Set problem:
Duplicate the part of the CPC forum thread starting with "P.S. I can get" and going on through "have citation information.".

Problem with CPC

Here you can post your opinions, ask questions and share experiences on the PATSTAT product line. Please always indicate the PATSTAT edition (e.g. 2015 Autumn Edition) and the database (e.g. PATSTAT Online, MySQL, MS SQL Server, ...) you are using.
Post Reply

ansianla
Posts: 2
Joined: Sat Feb 06, 2016 9:03 pm

Problem with CPC

Post by ansianla » Sat Feb 06, 2016 9:15 pm

Hi there,

I try to extract all the patent in CPC subclass of Y02B 20/72 and download the bibliographic data. I have no problem getting the result though one thing I could not figure out is that how to get all the CPC associated with the patent. In my result table, I have the CPC code that I searched with and if the code is the first one in the list or not.

Thanks in advance!

P.S. I can get the all the CPC associated with a patent by searching EPO website classification class search, but the problem with that search is limited to 500 results and do not have citation information.

Saved data entries:

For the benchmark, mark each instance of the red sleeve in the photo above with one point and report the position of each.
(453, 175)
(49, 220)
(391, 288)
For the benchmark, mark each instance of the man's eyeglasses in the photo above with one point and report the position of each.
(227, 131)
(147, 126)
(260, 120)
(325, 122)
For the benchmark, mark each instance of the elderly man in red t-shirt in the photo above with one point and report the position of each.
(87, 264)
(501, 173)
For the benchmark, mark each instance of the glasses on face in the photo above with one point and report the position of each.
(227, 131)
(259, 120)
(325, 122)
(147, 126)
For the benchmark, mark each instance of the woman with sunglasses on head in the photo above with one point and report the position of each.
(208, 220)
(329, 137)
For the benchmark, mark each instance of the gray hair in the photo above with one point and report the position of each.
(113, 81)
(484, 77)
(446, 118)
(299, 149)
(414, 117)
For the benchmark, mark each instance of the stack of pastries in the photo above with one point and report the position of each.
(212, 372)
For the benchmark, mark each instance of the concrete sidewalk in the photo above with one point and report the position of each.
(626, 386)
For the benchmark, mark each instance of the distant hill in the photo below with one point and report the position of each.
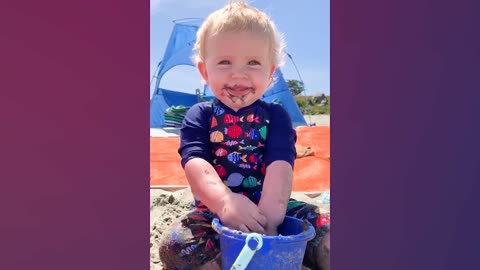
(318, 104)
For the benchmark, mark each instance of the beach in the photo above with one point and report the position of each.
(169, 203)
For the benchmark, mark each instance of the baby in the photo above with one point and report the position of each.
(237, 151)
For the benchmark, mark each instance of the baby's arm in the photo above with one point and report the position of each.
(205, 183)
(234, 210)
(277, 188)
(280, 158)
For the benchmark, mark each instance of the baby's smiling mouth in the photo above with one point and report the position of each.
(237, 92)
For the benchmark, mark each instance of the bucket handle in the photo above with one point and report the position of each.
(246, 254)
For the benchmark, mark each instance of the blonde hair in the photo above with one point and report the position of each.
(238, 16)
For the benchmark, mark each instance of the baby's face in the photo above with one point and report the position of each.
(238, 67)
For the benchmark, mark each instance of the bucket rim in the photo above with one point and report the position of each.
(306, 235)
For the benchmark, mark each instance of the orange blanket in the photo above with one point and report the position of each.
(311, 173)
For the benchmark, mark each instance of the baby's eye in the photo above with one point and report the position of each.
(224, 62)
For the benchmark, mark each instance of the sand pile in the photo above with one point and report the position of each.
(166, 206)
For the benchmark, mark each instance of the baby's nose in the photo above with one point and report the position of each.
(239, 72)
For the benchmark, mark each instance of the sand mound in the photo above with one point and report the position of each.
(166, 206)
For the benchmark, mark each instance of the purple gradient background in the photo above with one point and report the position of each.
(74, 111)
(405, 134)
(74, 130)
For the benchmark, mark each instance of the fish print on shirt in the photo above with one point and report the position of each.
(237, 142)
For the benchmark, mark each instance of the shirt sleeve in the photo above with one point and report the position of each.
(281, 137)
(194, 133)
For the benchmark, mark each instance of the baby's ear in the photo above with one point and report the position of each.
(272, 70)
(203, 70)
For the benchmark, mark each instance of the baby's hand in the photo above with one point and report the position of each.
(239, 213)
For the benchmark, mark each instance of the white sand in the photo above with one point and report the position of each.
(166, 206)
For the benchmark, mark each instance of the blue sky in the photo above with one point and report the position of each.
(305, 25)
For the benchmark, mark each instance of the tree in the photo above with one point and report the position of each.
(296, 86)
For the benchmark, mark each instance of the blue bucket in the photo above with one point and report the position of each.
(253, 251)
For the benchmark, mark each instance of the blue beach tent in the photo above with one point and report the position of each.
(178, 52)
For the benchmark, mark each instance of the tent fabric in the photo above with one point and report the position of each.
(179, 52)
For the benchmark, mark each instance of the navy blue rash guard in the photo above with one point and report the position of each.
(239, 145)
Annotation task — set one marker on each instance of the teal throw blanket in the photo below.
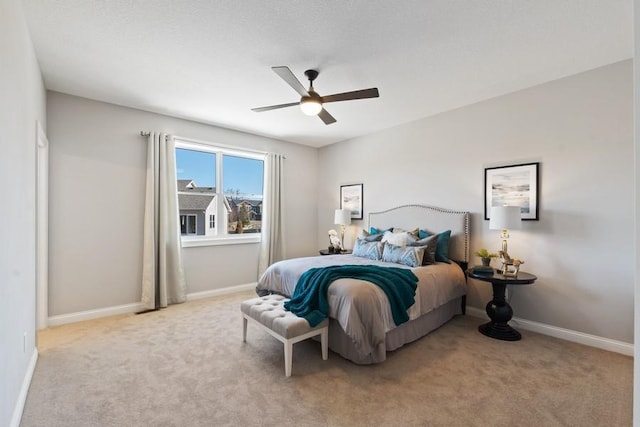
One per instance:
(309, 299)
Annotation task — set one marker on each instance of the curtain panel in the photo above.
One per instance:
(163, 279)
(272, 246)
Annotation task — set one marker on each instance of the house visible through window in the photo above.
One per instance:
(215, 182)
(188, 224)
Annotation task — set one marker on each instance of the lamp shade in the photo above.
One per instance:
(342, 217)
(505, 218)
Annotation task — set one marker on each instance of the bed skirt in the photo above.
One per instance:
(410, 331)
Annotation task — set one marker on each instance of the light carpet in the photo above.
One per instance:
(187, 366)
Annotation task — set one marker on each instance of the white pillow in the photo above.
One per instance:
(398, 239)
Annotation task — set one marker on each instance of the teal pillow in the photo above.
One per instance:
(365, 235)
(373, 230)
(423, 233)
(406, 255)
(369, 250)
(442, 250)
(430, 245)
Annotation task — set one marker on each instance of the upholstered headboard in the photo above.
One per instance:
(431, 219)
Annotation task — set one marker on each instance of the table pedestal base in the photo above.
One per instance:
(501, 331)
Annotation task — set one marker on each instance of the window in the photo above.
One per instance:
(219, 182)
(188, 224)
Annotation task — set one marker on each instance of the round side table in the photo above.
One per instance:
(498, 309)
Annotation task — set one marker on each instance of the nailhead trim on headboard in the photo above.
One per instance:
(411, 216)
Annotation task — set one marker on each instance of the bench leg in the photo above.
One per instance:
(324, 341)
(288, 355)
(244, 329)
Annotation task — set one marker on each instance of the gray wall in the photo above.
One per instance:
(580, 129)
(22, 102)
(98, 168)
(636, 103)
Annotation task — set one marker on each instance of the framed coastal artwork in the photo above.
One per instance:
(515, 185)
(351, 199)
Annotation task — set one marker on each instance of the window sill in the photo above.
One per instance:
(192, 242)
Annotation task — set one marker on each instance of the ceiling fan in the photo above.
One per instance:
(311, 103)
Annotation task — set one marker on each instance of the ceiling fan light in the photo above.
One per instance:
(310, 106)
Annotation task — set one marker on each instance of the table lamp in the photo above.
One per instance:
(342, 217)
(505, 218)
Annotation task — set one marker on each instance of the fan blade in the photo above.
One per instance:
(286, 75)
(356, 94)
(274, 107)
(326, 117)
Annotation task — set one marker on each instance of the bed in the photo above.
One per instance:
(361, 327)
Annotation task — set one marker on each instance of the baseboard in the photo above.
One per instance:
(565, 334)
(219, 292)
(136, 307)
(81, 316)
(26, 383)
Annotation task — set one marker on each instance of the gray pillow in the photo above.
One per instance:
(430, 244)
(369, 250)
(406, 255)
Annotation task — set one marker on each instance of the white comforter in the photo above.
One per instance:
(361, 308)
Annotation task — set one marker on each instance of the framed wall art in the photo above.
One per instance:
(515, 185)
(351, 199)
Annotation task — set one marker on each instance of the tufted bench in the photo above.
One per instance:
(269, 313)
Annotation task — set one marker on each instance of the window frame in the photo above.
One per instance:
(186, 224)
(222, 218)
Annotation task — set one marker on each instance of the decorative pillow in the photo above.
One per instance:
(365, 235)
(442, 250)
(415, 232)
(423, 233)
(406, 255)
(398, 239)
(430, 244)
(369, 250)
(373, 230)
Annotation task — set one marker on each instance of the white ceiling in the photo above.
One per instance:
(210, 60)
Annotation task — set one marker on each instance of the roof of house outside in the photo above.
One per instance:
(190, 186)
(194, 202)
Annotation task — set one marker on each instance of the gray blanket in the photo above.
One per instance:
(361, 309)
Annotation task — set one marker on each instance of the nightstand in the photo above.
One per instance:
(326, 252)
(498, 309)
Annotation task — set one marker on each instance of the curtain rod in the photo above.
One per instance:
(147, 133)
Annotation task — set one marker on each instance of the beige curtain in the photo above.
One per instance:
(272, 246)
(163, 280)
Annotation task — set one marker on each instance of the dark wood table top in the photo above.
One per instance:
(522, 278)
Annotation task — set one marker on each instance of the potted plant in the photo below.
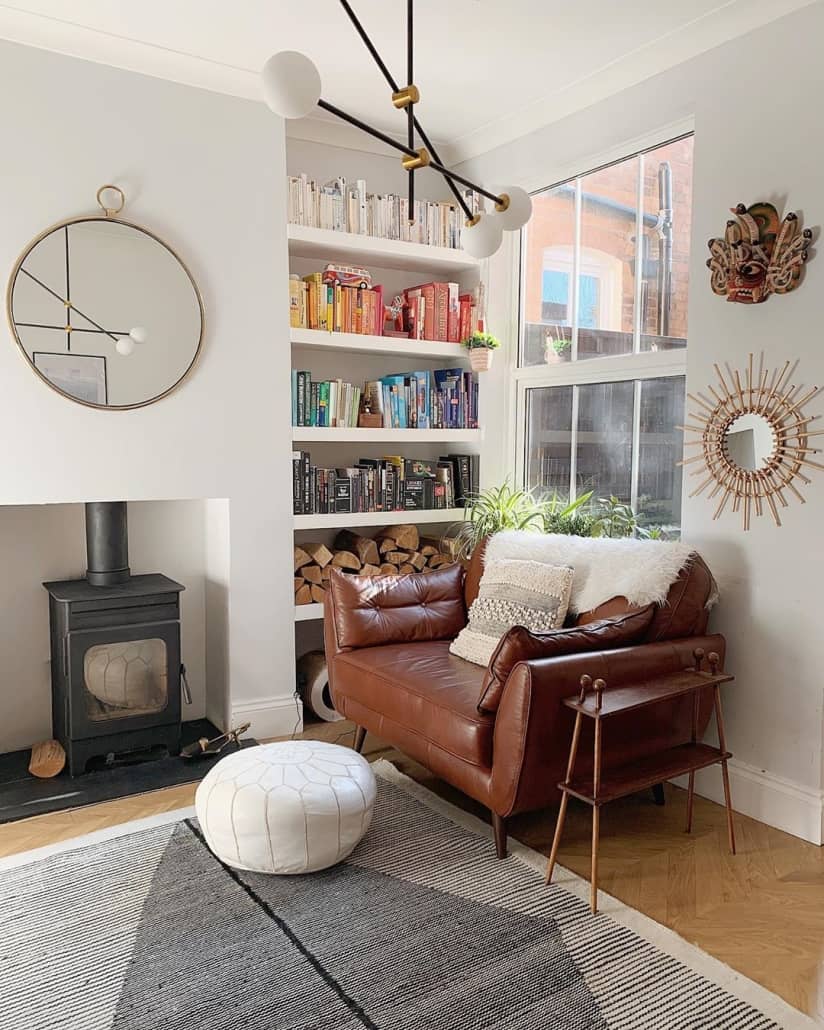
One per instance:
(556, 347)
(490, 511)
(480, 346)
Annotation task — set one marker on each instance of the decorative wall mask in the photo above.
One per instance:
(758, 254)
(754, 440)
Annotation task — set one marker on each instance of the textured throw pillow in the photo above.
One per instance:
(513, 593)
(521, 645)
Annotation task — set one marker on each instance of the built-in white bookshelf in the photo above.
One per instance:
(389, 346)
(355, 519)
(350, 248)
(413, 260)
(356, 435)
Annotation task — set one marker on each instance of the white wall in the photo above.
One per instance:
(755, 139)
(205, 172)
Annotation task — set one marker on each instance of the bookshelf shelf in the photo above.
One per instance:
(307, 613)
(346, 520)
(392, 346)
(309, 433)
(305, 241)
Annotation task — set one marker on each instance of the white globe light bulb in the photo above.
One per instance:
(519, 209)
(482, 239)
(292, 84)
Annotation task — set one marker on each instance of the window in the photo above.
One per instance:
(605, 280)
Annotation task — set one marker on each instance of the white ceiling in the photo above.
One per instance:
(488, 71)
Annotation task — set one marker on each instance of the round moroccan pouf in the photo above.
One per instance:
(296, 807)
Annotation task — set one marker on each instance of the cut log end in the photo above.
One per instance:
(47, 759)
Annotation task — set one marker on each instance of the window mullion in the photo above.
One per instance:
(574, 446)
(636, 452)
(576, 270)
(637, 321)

Exercise output:
P.S. I can get the all the CPC associated with a patent by searching EPO website classification class search, but the problem with that search is limited to 500 results and do not have citation information.